Show every line from the entries below that contains the word "train". Case counts, so match only that exact capitalization.

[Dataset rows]
________

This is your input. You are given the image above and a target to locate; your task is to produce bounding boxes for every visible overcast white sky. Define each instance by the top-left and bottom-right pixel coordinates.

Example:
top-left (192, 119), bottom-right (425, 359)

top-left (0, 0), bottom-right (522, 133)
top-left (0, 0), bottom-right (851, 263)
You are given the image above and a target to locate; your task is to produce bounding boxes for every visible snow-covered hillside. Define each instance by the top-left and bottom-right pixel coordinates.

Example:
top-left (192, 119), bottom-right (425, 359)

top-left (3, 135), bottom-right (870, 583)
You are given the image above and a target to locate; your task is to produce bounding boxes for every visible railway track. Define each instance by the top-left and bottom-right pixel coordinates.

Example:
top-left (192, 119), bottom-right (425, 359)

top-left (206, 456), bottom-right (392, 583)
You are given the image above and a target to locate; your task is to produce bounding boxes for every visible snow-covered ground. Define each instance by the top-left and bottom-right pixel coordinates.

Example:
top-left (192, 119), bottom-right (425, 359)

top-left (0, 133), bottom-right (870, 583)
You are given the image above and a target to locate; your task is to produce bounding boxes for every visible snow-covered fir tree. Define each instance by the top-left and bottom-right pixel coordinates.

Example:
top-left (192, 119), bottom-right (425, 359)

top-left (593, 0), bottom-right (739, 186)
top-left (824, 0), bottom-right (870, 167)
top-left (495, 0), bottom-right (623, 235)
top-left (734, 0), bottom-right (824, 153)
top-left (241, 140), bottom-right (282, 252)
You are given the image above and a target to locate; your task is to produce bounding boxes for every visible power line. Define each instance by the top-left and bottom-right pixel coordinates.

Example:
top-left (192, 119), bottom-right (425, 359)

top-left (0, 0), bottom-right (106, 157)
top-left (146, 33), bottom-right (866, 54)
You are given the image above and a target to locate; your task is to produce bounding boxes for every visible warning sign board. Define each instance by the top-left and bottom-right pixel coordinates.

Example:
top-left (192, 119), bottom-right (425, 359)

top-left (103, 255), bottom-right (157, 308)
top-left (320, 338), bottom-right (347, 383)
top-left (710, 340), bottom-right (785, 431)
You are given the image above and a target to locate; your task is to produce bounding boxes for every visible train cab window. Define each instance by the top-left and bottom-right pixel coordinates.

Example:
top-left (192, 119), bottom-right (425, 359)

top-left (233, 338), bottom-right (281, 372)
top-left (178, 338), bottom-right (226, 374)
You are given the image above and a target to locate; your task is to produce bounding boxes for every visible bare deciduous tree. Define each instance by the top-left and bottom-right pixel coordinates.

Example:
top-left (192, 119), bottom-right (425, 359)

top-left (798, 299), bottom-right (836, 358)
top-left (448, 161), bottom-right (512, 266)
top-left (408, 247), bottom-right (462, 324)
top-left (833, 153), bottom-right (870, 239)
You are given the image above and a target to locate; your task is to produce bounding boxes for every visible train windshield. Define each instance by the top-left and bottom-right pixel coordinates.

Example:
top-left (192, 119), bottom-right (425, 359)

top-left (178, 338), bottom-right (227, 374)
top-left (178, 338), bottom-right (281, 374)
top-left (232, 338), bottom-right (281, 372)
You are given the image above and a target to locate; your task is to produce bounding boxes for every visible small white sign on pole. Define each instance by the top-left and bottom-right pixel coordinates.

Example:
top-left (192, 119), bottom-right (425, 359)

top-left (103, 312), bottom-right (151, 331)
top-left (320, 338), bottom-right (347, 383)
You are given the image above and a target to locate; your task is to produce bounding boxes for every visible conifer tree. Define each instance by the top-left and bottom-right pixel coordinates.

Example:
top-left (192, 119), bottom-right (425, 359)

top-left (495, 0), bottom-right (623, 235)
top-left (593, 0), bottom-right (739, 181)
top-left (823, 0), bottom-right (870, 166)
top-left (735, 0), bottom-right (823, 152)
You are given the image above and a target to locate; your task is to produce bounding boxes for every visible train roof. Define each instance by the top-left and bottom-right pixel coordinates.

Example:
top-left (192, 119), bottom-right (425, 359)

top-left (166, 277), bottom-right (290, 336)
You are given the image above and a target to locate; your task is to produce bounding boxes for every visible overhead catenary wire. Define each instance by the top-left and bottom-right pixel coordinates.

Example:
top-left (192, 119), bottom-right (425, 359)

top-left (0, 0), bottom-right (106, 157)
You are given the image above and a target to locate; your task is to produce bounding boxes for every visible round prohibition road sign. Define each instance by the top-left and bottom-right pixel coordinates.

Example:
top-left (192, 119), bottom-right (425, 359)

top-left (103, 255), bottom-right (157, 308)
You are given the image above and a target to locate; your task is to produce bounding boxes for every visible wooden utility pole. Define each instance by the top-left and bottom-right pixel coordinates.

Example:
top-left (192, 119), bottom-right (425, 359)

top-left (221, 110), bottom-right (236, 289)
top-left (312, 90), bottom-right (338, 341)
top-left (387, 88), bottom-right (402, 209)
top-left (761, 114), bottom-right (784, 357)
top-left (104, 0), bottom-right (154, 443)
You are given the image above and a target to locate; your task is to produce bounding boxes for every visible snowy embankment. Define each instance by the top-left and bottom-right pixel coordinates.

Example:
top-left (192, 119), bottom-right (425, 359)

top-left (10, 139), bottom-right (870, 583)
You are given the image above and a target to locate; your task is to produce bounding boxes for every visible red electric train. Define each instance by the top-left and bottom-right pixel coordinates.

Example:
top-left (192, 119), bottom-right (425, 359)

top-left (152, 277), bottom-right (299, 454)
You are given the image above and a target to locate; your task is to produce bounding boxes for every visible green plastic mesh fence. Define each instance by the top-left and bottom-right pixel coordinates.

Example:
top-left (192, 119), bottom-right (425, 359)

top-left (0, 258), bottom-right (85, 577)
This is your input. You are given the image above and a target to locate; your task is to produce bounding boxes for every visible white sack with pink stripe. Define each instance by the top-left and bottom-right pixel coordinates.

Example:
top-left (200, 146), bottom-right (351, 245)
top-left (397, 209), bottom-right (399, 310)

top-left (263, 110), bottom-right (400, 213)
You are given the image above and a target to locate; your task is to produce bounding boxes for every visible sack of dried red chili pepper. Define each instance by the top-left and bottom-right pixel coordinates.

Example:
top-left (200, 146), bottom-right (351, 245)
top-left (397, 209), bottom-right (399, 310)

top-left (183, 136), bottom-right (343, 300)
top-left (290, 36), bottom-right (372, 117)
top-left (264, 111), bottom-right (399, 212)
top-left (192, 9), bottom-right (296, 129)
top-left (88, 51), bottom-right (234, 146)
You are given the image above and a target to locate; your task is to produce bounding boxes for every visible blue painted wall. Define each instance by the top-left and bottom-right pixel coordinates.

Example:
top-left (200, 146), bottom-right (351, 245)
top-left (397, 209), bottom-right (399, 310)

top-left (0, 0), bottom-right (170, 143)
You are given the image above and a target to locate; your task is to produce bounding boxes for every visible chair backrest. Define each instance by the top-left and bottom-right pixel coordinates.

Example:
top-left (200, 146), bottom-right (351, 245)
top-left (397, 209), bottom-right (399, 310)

________

Written solution:
You are given the image above and a target to locate; your task is to produce bounding boxes for every visible train cab window. Define each instance by the top-left and bottom-right pixel coordinates.
You are given the image above and a target to locate; your task is to produce bounding boxes for every visible train windshield. Define each instance by the top-left and bottom-right pixel coordinates.
You are given the image above and a target to locate; your task is to produce bounding boxes for every visible train roof. Define each instance by the top-left and bottom-right pixel coordinates.
You are given the image above and a target to locate; your task is to produce bounding boxes for every visible red electric train. Define each instance by the top-left and bottom-right pixel coordinates.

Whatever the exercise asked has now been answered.